-- Begin Entries supplied --

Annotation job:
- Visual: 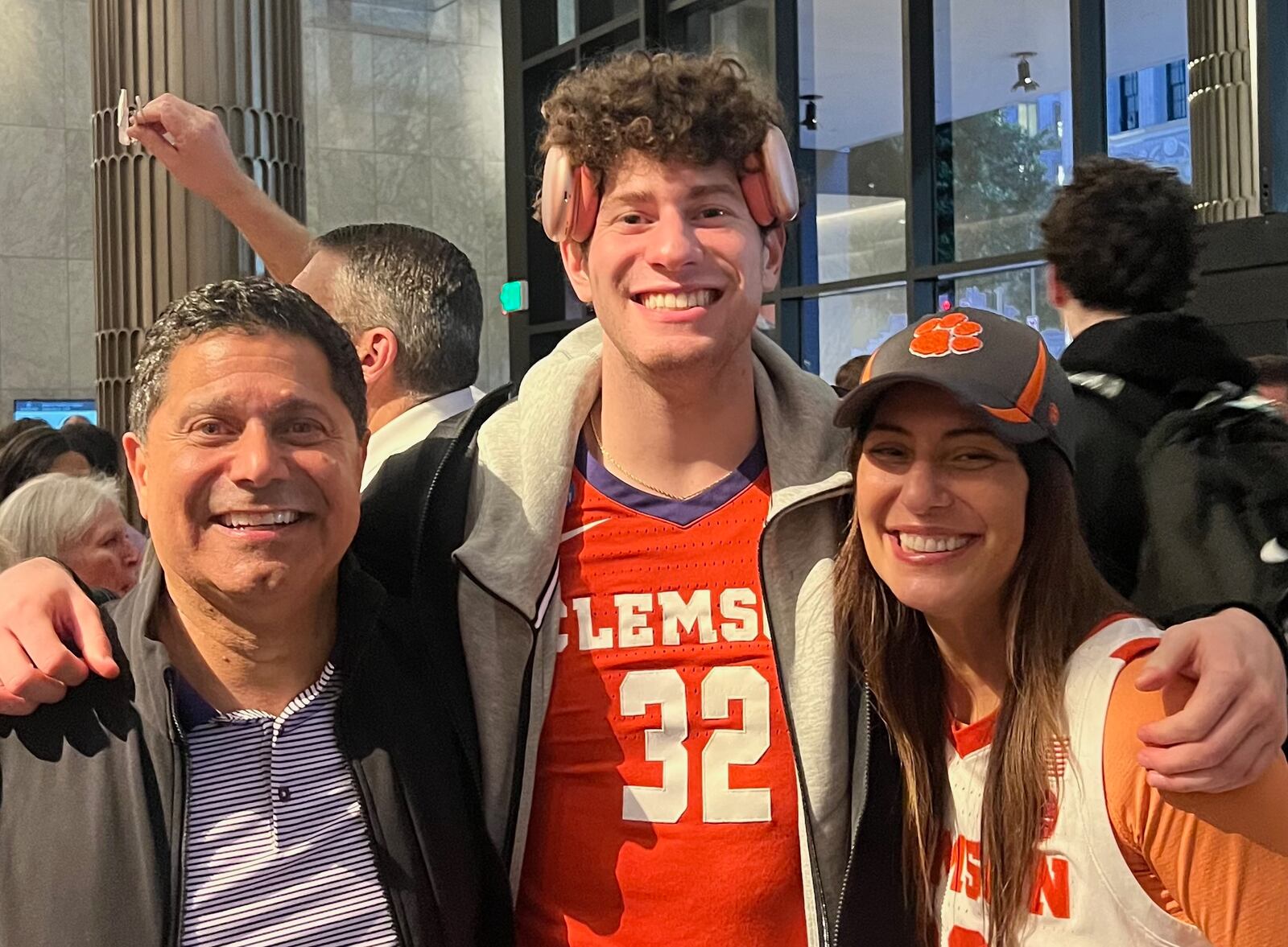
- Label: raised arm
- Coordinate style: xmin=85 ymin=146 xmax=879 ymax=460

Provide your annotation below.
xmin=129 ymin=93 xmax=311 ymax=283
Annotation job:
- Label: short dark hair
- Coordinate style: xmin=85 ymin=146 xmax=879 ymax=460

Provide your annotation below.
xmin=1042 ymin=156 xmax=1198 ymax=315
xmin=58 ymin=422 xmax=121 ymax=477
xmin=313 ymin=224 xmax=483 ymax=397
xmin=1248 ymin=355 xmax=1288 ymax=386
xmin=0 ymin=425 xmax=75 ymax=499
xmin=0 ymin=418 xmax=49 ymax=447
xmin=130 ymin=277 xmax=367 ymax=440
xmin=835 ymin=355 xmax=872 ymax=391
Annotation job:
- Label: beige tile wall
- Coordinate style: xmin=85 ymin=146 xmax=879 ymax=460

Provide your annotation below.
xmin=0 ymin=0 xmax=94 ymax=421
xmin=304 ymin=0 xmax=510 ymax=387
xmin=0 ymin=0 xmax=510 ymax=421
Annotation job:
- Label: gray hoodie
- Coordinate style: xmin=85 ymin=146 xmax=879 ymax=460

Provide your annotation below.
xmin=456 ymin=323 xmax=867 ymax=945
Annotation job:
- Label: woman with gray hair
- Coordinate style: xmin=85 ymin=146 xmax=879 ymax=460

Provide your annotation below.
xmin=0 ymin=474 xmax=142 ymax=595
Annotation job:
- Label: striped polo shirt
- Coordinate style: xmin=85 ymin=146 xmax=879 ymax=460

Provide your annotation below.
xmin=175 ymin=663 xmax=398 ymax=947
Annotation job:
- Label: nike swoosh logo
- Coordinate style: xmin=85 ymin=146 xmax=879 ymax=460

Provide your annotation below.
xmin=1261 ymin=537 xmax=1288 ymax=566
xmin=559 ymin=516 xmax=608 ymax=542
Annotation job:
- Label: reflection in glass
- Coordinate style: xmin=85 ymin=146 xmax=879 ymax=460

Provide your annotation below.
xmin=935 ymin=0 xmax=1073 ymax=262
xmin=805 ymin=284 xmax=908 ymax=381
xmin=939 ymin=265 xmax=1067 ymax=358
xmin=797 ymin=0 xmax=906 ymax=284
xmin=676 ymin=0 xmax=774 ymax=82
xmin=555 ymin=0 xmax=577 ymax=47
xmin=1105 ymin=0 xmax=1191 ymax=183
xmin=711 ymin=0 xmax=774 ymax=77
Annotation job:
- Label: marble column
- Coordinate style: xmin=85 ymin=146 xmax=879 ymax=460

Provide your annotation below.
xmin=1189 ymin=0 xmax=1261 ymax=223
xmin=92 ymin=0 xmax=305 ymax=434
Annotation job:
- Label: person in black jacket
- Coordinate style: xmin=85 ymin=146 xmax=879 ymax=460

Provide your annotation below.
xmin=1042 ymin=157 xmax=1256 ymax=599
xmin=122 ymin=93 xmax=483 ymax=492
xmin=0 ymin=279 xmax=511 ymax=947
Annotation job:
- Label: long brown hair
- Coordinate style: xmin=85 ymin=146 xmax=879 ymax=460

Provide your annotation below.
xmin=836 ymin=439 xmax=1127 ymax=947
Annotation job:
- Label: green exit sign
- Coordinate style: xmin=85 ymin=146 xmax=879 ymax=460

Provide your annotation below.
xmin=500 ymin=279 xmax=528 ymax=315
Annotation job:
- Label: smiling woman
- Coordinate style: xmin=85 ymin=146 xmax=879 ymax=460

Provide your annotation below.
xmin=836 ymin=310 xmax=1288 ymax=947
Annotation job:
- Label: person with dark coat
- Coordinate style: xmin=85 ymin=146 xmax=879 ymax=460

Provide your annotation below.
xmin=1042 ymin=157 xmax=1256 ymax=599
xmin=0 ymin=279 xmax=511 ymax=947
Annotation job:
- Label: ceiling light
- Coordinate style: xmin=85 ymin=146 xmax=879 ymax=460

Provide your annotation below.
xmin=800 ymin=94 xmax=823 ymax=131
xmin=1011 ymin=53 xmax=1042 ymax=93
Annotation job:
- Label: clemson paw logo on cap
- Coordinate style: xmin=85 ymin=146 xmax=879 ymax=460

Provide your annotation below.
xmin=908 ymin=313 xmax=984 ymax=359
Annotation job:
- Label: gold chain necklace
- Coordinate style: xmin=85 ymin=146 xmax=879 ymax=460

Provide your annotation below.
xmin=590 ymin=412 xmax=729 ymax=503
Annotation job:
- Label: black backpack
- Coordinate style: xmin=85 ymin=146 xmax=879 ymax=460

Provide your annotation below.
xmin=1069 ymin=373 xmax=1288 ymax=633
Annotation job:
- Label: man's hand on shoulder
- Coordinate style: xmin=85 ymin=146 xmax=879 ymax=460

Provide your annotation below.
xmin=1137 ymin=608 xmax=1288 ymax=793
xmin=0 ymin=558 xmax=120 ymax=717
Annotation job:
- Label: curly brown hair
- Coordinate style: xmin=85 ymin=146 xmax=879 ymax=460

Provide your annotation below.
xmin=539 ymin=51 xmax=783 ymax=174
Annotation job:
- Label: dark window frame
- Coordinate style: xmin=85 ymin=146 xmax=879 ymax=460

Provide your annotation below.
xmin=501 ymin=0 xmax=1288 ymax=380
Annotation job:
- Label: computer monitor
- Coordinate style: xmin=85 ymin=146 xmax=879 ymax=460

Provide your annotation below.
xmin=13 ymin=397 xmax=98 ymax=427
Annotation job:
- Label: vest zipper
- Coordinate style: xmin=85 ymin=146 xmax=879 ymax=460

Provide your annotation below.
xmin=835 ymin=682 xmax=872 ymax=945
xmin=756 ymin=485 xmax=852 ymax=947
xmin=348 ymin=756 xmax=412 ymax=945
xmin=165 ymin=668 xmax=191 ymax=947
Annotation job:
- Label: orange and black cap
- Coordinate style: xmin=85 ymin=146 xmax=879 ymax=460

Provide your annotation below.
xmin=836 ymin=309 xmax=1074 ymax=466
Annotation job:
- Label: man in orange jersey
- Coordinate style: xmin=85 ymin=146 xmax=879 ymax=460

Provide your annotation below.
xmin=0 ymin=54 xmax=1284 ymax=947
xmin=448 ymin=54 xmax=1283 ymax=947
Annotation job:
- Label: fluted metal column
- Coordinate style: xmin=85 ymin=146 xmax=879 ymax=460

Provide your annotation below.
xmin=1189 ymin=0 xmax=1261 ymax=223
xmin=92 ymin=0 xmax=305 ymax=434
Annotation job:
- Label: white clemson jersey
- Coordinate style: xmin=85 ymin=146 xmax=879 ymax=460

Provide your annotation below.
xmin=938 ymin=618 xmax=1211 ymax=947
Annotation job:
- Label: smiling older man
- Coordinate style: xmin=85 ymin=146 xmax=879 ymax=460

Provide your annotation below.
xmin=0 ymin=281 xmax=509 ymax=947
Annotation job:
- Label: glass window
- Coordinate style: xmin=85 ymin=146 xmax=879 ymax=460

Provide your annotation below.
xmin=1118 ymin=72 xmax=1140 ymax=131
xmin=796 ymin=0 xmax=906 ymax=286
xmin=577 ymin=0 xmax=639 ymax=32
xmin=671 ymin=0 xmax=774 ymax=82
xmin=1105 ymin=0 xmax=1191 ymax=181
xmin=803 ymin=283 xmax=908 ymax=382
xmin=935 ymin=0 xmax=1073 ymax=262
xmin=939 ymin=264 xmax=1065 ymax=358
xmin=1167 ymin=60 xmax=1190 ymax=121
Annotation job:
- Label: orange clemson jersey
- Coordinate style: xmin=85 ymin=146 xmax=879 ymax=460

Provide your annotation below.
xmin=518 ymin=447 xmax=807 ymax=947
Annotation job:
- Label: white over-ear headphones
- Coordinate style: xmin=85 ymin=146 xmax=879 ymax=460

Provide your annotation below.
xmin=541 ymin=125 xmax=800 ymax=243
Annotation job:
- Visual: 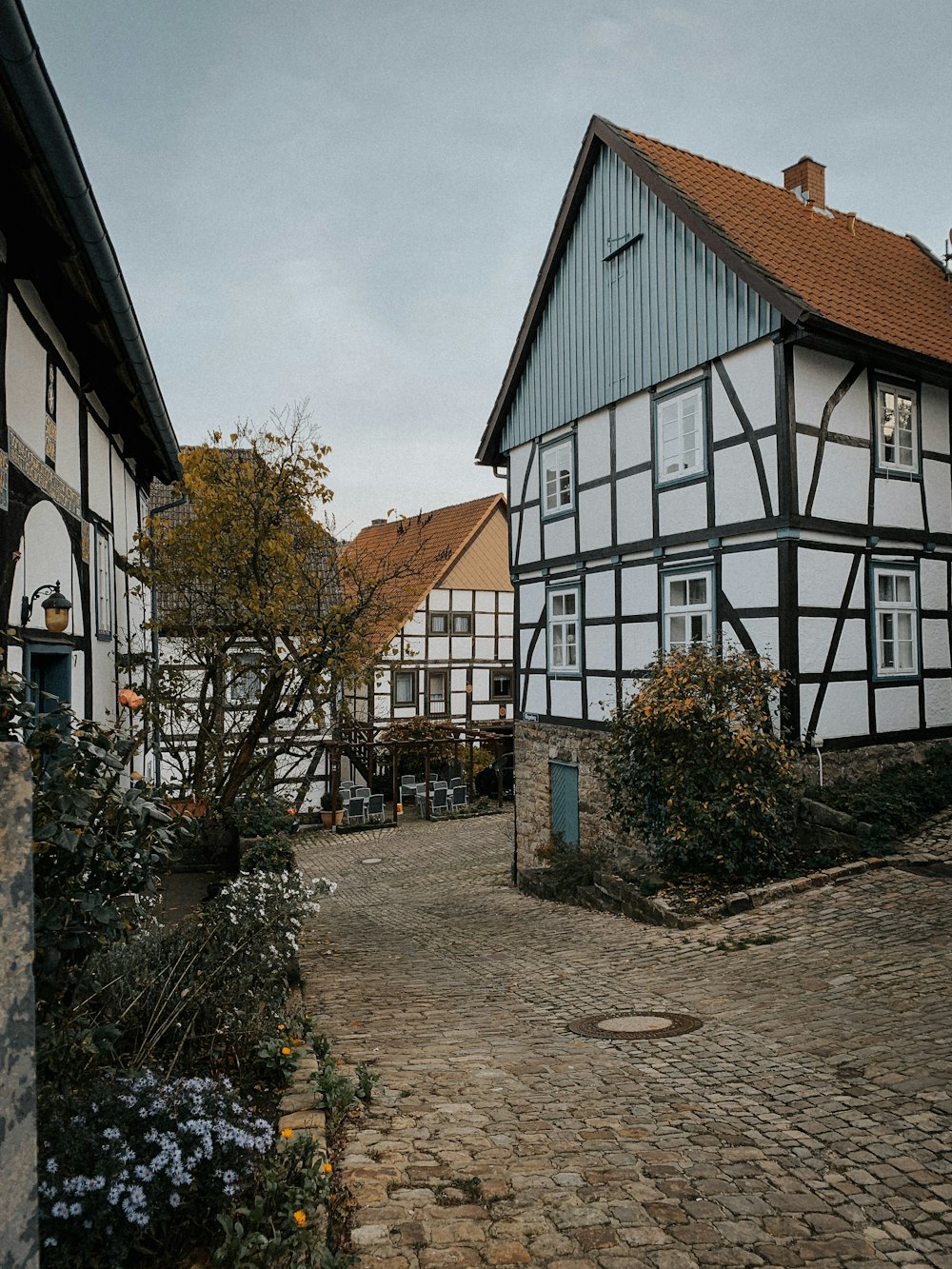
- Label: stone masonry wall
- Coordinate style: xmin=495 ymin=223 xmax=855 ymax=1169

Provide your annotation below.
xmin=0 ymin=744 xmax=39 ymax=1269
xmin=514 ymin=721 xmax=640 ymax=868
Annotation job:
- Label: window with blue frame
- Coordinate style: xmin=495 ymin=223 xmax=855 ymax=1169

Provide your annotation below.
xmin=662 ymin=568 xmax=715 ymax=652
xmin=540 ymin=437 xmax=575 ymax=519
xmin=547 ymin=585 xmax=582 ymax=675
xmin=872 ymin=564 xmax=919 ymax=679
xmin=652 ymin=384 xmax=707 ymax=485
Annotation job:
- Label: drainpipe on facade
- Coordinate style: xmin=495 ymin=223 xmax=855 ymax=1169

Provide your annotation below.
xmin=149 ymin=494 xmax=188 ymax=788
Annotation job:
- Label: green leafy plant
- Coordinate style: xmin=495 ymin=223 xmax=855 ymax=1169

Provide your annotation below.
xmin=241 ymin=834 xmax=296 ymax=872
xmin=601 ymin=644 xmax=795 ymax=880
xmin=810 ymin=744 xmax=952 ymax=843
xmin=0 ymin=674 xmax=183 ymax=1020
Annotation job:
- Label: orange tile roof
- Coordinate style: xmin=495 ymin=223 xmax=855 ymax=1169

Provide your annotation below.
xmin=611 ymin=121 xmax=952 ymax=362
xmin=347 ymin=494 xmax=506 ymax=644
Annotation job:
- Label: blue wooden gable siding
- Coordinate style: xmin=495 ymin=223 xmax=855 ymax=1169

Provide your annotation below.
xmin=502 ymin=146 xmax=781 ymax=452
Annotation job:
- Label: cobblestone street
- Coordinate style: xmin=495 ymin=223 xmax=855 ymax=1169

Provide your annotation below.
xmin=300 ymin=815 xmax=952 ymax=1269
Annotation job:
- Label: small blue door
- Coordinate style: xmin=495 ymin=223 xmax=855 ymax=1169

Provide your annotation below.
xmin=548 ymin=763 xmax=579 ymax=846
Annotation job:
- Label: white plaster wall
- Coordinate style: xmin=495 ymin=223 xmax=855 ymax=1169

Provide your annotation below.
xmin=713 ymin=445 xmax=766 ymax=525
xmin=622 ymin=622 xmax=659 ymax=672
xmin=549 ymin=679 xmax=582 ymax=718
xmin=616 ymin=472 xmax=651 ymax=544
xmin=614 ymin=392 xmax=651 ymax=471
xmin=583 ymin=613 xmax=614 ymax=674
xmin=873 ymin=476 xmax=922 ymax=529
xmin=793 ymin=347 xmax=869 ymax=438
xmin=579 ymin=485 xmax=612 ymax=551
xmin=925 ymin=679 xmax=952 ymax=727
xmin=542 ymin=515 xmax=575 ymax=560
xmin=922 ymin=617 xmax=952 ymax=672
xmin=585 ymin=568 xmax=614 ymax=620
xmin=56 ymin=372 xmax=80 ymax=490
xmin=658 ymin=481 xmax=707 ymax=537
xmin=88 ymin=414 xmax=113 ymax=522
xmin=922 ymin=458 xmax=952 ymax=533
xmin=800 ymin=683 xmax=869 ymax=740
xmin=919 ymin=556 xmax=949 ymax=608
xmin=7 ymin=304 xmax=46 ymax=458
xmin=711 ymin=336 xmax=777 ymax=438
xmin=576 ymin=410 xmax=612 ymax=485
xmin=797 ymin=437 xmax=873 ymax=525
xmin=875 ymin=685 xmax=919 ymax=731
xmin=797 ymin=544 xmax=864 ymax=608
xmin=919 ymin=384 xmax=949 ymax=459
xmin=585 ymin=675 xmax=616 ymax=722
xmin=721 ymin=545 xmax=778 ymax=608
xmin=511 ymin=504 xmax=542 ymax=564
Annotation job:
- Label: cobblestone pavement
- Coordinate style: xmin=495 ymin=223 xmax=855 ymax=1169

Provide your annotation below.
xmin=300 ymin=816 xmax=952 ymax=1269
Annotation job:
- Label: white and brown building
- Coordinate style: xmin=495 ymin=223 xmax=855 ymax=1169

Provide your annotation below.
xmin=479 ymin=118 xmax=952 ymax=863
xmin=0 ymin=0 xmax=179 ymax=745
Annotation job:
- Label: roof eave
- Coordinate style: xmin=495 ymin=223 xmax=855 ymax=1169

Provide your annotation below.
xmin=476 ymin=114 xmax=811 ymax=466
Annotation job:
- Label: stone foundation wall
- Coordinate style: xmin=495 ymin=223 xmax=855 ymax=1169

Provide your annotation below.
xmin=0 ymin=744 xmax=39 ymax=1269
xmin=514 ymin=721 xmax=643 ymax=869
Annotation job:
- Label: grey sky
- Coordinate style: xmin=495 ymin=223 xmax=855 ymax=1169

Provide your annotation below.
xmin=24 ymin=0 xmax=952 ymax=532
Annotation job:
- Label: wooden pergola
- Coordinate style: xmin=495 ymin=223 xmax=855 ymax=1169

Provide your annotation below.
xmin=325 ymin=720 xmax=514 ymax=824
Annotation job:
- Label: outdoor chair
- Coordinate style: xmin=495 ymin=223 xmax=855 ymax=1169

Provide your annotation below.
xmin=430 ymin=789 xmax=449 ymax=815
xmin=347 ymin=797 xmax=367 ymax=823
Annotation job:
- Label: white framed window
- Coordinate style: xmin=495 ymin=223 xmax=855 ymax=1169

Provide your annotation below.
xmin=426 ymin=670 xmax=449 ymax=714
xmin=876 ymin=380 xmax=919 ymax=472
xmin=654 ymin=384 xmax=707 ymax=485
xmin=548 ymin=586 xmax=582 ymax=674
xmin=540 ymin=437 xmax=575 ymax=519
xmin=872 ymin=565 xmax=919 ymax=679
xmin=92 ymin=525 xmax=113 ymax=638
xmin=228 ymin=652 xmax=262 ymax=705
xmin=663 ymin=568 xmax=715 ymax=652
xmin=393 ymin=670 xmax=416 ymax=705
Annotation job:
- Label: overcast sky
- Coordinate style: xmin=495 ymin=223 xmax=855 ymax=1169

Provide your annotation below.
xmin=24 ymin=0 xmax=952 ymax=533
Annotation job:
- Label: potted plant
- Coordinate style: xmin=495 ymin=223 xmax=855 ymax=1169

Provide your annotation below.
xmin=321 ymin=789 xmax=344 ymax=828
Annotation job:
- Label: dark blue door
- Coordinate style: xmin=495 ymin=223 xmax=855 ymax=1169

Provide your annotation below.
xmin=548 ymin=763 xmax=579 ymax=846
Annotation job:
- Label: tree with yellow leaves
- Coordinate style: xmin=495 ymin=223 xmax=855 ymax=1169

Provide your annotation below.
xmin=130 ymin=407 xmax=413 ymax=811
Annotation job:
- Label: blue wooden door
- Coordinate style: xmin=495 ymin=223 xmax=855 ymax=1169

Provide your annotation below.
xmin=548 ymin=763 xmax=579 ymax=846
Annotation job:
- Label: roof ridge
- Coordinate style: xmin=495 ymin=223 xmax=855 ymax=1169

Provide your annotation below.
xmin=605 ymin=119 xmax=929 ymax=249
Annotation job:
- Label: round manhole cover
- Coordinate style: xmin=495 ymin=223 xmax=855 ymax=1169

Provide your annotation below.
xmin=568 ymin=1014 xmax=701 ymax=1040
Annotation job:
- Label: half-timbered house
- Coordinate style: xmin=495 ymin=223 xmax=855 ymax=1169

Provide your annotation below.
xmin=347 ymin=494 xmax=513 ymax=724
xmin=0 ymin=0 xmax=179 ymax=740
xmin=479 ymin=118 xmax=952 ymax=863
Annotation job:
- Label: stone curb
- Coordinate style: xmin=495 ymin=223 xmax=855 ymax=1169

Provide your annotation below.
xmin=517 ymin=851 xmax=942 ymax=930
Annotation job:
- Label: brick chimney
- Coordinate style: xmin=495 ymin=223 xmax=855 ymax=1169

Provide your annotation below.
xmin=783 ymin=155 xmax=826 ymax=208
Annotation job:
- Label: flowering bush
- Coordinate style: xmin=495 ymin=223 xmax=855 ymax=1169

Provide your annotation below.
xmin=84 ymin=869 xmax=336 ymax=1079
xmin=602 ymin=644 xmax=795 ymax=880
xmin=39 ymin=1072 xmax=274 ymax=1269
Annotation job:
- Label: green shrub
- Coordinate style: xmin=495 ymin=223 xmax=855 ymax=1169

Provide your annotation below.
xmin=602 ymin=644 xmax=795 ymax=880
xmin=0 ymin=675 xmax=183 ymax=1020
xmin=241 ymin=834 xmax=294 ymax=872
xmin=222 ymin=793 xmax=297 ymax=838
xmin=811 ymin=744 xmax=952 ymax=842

-- End Entries supplied --

Your instructions: Repeat the data word for word, from its first line through the line containing "xmin=0 ymin=0 xmax=510 ymax=421", including that line, and leave the pictures out.

Reply to the task:
Annotation job:
- Visual: 
- Label: raised arm
- Coordinate style: xmin=85 ymin=146 xmax=879 ymax=460

Provide your annotation below.
xmin=129 ymin=93 xmax=311 ymax=283
Annotation job:
- Label: short dark hair
- Coordinate style: xmin=85 ymin=146 xmax=879 ymax=460

Provide your annotation below.
xmin=1042 ymin=156 xmax=1198 ymax=315
xmin=58 ymin=422 xmax=121 ymax=477
xmin=313 ymin=224 xmax=483 ymax=397
xmin=1248 ymin=355 xmax=1288 ymax=386
xmin=0 ymin=425 xmax=75 ymax=499
xmin=0 ymin=418 xmax=49 ymax=447
xmin=130 ymin=277 xmax=367 ymax=440
xmin=835 ymin=355 xmax=872 ymax=391
Annotation job:
- Label: beige tile wall
- Coordinate style: xmin=85 ymin=146 xmax=879 ymax=460

Provide your annotation below.
xmin=0 ymin=0 xmax=94 ymax=421
xmin=304 ymin=0 xmax=510 ymax=387
xmin=0 ymin=0 xmax=510 ymax=421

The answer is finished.